AIM — Pick out every line of the records below that contains the word "Would", matching case exactly, and copy each of those lines in full.

[A block of data]

####

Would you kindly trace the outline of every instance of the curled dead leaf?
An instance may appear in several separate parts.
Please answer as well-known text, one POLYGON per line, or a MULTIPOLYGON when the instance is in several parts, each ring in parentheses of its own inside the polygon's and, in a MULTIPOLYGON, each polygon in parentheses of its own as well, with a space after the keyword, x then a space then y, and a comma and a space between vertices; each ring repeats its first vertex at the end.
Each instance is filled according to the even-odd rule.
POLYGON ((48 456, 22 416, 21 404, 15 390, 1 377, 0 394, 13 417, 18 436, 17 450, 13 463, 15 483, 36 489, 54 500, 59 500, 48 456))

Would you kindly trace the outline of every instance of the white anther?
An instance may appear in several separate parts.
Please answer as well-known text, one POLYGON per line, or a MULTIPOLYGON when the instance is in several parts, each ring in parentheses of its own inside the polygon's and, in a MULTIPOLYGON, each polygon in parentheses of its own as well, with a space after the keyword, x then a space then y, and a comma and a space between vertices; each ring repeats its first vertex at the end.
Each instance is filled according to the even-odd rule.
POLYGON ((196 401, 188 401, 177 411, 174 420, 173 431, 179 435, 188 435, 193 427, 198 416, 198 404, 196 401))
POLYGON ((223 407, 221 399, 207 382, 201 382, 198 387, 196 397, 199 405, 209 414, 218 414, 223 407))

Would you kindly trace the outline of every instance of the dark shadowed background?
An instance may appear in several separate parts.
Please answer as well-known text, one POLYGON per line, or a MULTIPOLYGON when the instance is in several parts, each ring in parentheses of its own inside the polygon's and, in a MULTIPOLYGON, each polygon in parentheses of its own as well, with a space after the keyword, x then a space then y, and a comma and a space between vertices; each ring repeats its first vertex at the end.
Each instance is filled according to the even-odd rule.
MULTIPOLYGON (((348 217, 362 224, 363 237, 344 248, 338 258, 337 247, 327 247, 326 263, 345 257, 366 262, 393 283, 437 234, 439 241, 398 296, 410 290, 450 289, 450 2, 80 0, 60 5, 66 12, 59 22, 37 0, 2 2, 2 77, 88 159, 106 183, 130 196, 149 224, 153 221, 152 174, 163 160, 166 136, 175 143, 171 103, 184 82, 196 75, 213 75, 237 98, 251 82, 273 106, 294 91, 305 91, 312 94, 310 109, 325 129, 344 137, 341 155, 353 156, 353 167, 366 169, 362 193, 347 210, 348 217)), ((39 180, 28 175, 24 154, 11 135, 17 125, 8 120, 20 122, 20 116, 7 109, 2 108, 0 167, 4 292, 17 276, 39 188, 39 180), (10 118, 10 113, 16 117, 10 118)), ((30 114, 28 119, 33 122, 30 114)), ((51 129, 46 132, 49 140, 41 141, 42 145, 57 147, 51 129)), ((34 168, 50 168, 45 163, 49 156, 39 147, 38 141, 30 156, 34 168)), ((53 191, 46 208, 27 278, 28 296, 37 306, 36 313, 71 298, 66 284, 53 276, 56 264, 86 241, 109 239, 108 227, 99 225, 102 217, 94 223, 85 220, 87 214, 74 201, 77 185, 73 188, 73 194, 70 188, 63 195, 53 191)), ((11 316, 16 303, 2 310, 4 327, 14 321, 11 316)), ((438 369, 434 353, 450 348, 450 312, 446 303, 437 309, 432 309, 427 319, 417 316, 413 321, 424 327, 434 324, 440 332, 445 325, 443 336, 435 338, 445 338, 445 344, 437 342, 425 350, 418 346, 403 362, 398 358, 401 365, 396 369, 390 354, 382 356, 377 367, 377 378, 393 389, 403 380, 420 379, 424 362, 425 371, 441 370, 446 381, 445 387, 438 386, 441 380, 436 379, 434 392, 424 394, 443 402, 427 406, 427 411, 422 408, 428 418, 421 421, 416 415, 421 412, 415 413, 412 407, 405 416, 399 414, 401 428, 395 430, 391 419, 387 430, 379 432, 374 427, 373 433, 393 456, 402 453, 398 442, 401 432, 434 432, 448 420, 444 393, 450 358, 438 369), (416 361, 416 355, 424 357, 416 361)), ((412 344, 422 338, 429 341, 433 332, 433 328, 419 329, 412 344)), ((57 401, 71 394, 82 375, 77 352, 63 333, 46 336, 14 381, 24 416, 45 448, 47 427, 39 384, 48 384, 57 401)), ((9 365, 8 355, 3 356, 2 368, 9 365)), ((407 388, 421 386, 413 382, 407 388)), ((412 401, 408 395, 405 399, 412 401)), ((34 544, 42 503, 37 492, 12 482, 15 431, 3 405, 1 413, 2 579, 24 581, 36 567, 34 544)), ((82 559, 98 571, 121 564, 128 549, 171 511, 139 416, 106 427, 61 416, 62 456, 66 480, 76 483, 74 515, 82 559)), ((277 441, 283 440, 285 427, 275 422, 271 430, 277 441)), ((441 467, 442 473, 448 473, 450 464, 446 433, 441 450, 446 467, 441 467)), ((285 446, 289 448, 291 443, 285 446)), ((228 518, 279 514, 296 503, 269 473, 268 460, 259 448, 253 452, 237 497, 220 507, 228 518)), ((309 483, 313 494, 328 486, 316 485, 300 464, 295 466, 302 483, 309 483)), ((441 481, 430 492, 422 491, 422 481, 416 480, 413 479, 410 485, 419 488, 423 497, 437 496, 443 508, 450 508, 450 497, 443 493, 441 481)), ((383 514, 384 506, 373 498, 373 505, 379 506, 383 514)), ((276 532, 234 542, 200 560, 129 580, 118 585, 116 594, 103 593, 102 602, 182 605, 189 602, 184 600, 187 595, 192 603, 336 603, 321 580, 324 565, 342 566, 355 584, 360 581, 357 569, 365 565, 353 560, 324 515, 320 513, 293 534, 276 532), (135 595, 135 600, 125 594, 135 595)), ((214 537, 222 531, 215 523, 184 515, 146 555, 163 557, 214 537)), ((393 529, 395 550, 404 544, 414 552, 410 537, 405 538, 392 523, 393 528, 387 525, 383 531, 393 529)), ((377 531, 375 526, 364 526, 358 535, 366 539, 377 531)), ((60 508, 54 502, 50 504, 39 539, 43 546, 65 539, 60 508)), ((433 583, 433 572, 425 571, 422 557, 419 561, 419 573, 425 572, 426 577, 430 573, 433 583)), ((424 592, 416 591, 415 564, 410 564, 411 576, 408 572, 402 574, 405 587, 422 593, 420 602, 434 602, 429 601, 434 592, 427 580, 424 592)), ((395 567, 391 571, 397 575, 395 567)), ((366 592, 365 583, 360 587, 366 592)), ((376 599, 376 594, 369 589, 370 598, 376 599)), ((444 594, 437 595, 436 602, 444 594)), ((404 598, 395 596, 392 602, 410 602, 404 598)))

####

OUTPUT OF THE EXERCISE —
Would you kindly trace the outline of every instance of the curled dead leaf?
Would you kindly trace the outline of every instance of the white anther?
Would you kindly trace the outline of every instance of the dark shadowed background?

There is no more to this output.